## Exercise details
Scan the material for the word "cypress" and return every matching line.

## Dataset records
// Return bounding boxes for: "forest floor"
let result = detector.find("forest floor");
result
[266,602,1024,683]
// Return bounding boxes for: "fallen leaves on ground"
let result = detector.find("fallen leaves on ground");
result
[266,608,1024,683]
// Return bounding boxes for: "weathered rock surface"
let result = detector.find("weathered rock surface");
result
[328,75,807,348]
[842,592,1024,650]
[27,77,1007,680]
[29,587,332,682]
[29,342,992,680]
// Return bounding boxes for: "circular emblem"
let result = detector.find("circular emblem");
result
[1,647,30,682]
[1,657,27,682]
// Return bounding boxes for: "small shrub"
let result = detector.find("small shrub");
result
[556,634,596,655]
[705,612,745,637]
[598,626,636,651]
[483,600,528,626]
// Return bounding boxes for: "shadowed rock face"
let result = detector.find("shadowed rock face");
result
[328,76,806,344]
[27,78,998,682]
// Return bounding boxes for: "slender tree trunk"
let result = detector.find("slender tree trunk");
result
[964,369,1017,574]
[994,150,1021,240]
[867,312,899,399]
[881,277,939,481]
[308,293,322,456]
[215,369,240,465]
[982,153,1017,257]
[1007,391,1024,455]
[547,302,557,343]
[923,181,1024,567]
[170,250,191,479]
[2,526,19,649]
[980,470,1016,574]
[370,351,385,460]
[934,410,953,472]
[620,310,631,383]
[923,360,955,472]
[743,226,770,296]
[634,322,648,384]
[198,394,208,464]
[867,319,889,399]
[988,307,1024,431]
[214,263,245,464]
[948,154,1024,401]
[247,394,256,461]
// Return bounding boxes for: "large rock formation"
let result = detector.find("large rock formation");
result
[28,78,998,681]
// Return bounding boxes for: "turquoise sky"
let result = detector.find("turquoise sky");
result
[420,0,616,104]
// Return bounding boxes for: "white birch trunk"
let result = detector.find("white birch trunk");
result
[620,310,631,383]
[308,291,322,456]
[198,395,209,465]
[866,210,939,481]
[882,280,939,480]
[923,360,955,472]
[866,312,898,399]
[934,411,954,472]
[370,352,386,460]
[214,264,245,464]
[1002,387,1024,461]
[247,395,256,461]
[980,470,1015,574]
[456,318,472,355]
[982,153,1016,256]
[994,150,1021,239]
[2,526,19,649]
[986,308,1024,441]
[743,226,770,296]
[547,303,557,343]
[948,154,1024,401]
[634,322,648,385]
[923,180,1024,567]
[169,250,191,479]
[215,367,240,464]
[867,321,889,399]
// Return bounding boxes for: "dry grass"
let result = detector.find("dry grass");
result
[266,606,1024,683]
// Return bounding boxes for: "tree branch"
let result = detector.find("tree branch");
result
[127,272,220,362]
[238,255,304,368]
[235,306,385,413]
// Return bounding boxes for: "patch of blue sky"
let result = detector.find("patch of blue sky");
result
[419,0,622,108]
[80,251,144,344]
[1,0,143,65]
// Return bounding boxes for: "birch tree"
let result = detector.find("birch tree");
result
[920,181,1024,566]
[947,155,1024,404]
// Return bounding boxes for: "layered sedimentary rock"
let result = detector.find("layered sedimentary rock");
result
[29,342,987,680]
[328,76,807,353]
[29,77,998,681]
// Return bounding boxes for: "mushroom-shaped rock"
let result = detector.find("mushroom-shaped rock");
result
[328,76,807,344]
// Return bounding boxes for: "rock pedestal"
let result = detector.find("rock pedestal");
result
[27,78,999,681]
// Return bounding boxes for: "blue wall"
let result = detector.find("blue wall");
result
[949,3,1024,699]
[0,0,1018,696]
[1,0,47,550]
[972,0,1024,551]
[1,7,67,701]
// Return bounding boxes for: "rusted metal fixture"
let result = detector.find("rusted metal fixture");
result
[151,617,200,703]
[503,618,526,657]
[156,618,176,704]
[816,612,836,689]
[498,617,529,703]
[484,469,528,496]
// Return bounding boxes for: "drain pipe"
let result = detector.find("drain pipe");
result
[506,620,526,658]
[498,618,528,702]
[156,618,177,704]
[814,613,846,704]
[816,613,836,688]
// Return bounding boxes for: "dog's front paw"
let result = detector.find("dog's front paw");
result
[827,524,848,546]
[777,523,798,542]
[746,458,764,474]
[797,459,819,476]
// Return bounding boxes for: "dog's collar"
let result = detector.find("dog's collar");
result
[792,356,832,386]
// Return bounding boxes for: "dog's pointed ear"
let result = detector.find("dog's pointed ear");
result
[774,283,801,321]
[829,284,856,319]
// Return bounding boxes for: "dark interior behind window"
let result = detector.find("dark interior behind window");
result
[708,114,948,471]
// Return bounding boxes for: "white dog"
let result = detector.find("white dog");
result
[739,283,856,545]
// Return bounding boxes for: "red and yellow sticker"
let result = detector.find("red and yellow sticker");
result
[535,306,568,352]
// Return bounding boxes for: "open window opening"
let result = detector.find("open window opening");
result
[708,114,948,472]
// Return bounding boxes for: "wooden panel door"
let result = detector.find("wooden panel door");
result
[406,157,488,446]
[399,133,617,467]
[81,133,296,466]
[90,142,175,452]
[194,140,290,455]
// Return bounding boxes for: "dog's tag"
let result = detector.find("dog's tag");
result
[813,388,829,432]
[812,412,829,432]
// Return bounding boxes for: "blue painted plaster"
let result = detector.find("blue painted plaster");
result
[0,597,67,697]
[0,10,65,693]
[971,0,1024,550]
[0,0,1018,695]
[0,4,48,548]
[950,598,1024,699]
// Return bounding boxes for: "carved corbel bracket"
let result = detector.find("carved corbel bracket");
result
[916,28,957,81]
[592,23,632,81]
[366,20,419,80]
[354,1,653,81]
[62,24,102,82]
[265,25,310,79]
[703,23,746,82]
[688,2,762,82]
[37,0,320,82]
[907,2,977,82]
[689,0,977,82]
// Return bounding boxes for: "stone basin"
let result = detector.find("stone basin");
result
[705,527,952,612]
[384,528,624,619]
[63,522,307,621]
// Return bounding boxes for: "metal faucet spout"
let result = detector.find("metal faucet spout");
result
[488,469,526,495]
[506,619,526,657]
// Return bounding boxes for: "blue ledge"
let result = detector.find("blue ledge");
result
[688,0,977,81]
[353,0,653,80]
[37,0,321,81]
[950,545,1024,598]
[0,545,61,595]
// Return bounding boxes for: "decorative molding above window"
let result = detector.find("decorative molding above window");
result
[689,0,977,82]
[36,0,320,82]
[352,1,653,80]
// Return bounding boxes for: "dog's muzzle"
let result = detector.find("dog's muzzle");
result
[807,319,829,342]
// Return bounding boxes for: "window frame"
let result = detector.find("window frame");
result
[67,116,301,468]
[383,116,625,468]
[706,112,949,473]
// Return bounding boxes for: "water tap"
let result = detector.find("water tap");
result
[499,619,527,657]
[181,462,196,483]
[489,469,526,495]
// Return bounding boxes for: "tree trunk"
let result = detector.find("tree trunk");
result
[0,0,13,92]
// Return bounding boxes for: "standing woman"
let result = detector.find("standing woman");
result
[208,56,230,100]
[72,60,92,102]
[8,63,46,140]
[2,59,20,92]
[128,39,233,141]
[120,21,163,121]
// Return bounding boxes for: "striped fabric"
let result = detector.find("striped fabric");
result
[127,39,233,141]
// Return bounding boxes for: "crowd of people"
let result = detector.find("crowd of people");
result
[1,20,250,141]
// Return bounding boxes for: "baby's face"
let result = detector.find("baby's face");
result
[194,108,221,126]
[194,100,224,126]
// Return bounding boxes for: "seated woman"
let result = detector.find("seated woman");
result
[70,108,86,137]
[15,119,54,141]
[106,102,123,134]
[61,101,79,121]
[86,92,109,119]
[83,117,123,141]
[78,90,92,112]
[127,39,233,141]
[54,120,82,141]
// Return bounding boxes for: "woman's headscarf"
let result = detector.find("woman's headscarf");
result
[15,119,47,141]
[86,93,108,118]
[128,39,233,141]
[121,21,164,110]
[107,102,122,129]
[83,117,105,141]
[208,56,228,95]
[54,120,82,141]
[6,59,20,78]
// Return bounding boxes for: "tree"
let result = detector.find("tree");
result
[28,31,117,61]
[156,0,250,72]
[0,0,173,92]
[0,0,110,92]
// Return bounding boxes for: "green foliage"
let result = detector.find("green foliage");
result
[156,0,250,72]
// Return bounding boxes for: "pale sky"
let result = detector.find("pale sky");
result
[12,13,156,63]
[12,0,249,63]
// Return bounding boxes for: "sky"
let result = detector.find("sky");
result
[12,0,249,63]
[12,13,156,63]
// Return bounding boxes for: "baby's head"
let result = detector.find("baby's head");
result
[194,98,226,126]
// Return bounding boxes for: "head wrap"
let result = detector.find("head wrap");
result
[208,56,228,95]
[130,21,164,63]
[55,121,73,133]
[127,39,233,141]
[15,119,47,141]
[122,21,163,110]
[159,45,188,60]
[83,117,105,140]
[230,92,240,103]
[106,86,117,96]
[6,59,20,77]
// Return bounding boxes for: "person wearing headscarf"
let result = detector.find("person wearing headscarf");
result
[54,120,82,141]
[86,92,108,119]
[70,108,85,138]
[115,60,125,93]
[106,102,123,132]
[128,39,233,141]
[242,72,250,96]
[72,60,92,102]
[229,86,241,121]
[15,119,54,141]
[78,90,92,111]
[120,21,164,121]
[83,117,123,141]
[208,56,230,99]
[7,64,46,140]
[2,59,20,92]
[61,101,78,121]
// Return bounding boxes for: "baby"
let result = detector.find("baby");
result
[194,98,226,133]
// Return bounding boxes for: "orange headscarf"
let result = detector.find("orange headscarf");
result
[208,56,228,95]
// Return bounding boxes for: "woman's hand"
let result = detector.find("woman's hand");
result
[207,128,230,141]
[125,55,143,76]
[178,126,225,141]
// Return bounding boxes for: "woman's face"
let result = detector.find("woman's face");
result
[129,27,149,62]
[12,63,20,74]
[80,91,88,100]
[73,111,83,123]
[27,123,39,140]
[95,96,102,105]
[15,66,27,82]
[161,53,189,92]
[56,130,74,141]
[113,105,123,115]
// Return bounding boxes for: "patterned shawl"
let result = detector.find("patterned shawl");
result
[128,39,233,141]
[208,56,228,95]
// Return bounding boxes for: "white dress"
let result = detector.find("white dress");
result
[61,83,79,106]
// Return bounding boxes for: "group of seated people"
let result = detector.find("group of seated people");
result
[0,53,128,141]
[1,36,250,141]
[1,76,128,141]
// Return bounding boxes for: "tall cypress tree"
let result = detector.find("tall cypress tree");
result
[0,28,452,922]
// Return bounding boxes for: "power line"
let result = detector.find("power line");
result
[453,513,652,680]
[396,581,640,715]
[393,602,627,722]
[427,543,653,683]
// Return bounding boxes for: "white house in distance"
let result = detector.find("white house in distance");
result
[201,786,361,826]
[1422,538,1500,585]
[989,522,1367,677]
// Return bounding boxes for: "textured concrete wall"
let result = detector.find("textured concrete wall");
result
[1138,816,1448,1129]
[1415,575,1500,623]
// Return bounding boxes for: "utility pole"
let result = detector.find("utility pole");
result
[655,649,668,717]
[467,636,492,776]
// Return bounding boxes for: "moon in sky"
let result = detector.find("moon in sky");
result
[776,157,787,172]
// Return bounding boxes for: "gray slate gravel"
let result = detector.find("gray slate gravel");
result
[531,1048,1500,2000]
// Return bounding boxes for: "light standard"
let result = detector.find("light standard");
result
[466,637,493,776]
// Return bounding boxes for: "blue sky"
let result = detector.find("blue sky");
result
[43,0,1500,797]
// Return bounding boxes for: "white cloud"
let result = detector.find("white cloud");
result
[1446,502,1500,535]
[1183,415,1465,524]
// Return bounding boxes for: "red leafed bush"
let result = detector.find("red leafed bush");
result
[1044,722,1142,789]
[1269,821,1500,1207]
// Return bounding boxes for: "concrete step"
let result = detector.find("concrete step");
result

## Solved exercise
// Return bounding boxes for: "tall cypress tree"
let result = detector.find("tall cypress tree");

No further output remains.